Figure 7: Experiments with synthetic data. In all cases, TOPS has the lowest CE across time.

**Label drift.** Given some  $\delta > 0$ ,  $(X_t, Y_t)$  is generated as:

$$Y_t \sim \text{Bernoulli}(0.5 + \delta t),$$

$$X_t | Y_t \sim \mathbb{1}\{Y_t = 0\} \mathcal{N}(\mathbf{0}, \mathbb{R}^{10}) + \mathbb{1}\{Y_t = 1\} \mathcal{N}(\mathbf{e}_1, \mathbb{R}^{10}).$$

Thus  $P(Y_1 = 1) = 0.5 + \delta$  and for the last test point,  $P(Y_{6000} = 1) = 0.5 + 6000\delta$ . This final value can be set to control the extent of label drift; we show results with no drift (i.e.,  $\delta = 0$ , Figure 7b left) and  $\delta$  set so that final bias  $0.5 + 6000\delta = 0.9$  (Figure 7b right). The number of training points is 1000,  $T = 5000$ , and  $W = 500$ .

#### 4.3 Changing $\epsilon$ , histogram binning, beta scaling

In Appendix A.3, we report versions of Figures 5, 6 with  $\epsilon = 0.05, 0.2$  (instead of  $\epsilon = 0.1$ ) with similar conclusions (Figures 12, 13). We also perform comparisons with a windowed version of the popular histogram binning method (Zadrozny and Elkan, 2001) and online versions of the beta scaling method, as discussed in the forthcoming Section 5.

## 5 Online beta scaling with calibeating

A recalibration method closely related to Platt scaling is beta scaling (Kull et al., 2017). The beta scaling mapping  $m$  has three parameters  $(a, b, c) \in \mathbb{R}^3$ ,

$$m_{\text{beta}}^{a,b,c}(f(\mathbf{x})) := \text{sigmoid}(a \cdot \log f(\mathbf{x}) + b \cdot \log(1 - f(\mathbf{x})) + c).$$

Observe that enforcing  $b = -a$  recovers Platt scaling since  $\text{logit}(z) = \log(z) - \log(1 - z)$ . The beta scaling parameters can be learnt following identical protocols as Platt scaling: (i) the traditional method of fixed batch post-hoc calibration akin to FPS, (ii) a natural benchmark of windowed updates akin to WPS, and (iii) regret minimization based method akin to OPS. This leads to the methods FBS, WBS, and OBS, replacing the ‘P’ of Platt with the ‘B’ of beta. Tracking + OBS (TOBS) and Hedging + OBS (HOBS) can be similarly derived. Further details on all beta scaling methods are in Appendix B, where we also report plots similar to Figures 5, 6 for beta scaling (Figure 14). In a comparison between histogram binning, beta scaling, Platt scaling, and their tracking versions, TOPS and TOBS are the best-performing methods across experiments (Figure 15).

What the task asks: From the calibration excerpt, quote the stretch that begins with the words containing "In Appendix A.3, we" and ends with "forthcoming Section 5.". The listing has nothing to do with this work.

Extracted information:

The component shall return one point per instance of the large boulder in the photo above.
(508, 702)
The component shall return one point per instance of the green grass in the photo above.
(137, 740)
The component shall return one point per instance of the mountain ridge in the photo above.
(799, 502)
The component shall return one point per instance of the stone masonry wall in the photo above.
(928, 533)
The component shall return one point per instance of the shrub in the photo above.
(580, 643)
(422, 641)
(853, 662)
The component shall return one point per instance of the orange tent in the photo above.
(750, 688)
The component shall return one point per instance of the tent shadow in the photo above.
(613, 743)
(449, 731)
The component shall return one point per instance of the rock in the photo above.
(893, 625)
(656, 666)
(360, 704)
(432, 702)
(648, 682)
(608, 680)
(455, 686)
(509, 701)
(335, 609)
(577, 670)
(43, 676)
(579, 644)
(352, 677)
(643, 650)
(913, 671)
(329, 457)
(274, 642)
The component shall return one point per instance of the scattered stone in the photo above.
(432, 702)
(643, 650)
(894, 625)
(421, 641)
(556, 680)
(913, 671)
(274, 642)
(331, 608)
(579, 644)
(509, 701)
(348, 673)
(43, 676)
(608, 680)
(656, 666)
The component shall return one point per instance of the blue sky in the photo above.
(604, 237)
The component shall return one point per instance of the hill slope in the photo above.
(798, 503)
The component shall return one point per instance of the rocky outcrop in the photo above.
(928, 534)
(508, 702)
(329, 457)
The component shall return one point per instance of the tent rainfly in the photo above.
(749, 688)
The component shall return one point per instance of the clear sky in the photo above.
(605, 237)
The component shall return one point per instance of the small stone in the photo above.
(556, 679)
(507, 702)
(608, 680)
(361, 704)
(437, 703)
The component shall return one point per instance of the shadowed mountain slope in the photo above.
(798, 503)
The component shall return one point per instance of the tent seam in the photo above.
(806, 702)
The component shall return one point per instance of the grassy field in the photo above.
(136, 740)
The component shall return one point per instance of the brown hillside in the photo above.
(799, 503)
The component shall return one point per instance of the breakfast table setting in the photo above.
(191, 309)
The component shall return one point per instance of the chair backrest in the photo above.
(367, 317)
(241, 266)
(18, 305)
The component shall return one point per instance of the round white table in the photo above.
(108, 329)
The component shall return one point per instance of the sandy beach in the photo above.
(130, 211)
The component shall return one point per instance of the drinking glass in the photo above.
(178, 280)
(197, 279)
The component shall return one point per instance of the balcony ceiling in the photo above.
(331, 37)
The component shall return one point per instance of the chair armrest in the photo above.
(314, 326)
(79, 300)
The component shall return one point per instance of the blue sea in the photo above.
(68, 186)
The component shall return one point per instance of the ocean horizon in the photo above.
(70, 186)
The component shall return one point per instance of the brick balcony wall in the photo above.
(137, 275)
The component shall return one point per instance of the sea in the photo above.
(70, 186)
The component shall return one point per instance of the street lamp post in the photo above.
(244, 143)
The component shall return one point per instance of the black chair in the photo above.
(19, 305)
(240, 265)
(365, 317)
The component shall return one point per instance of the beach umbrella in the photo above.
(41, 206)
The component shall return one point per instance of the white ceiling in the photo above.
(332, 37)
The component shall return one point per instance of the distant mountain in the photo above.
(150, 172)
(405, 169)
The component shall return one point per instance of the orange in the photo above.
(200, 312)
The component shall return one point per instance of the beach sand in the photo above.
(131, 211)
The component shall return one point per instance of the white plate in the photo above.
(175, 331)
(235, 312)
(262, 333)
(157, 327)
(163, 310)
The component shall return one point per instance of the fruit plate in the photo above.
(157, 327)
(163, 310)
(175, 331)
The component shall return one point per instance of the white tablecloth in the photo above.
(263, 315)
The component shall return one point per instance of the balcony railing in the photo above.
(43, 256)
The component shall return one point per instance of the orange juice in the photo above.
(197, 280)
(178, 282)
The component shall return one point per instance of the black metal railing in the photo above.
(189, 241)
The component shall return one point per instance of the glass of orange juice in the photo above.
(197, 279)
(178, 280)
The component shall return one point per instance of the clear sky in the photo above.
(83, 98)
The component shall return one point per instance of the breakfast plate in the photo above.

Response to this task:
In Appendix A.3, we report versions of Figures 5, 6 with  $\epsilon = 0.05, 0.2$  (instead of  $\epsilon = 0.1$ ) with similar conclusions (Figures 12, 13). We also perform comparisons with a windowed version of the popular histogram binning method (Zadrozny and Elkan, 2001) and online versions of the beta scaling method, as discussed in the forthcoming Section 5.